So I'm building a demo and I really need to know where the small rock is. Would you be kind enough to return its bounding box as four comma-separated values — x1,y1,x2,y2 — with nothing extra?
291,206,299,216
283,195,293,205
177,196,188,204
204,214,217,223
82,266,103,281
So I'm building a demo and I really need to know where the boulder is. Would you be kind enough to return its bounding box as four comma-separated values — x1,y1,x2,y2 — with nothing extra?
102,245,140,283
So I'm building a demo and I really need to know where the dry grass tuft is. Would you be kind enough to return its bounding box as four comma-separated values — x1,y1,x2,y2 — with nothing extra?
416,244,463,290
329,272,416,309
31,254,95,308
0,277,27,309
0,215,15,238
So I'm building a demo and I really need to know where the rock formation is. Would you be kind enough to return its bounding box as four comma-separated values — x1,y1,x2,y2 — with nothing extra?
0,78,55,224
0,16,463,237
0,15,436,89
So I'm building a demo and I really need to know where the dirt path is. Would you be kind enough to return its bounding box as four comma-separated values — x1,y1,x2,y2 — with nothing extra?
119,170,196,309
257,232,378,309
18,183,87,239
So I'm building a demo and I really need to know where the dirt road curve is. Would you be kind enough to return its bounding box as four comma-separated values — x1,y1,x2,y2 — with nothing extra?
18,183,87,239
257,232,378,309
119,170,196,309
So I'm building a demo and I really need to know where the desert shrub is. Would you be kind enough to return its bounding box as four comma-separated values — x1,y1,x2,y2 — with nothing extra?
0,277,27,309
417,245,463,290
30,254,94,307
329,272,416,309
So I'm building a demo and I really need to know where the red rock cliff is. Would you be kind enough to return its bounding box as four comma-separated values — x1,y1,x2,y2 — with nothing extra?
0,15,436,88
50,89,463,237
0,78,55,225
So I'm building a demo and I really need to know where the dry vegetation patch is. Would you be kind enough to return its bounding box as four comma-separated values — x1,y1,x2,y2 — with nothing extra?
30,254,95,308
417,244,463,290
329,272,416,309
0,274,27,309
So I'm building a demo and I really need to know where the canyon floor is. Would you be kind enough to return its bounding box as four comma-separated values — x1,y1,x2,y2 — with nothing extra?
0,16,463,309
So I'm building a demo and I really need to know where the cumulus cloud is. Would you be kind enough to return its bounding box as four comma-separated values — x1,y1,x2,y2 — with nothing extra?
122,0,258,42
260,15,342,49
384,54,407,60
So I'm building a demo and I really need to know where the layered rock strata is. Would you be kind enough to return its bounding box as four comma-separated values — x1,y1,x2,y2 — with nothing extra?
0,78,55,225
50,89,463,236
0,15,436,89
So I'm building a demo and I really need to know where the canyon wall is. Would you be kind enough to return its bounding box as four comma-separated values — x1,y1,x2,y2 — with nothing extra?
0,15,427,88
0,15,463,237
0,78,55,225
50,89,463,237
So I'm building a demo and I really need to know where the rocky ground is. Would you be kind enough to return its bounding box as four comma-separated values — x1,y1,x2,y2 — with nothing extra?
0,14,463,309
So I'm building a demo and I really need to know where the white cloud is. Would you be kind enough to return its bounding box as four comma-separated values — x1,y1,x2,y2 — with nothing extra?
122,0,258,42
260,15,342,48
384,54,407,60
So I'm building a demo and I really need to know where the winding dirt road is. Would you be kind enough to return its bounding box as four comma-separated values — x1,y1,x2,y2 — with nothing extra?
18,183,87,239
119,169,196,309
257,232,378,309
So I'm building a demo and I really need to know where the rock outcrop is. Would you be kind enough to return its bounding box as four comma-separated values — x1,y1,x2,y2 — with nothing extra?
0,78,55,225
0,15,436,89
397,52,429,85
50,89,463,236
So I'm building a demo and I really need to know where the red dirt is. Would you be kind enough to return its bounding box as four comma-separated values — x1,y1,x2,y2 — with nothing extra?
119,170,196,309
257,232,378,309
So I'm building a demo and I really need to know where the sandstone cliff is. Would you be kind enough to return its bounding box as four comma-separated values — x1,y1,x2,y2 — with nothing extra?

Required task >> Rewrite the part of the rows that opens with the line containing "the red dirt" and closes with the last row, both ends included. Keep the requests as they are, and multiply every bounding box coordinate in the answers by 0.45, rounding each to a whole number with halves rounded up.

Output of the exercise >>
So I'm building a demo and I really need to know where the red dirt is. Would you be kind enough to return its bounding box as four comma-separated values — x1,y1,x2,y2 — with nothing extra?
54,77,88,139
116,104,170,139
So I'm building a demo and I really need to know where the sandstone cliff is. Would you be kind enough to return its bounding box as four comma-separated values — x1,y1,x2,y2 — with nothing extra?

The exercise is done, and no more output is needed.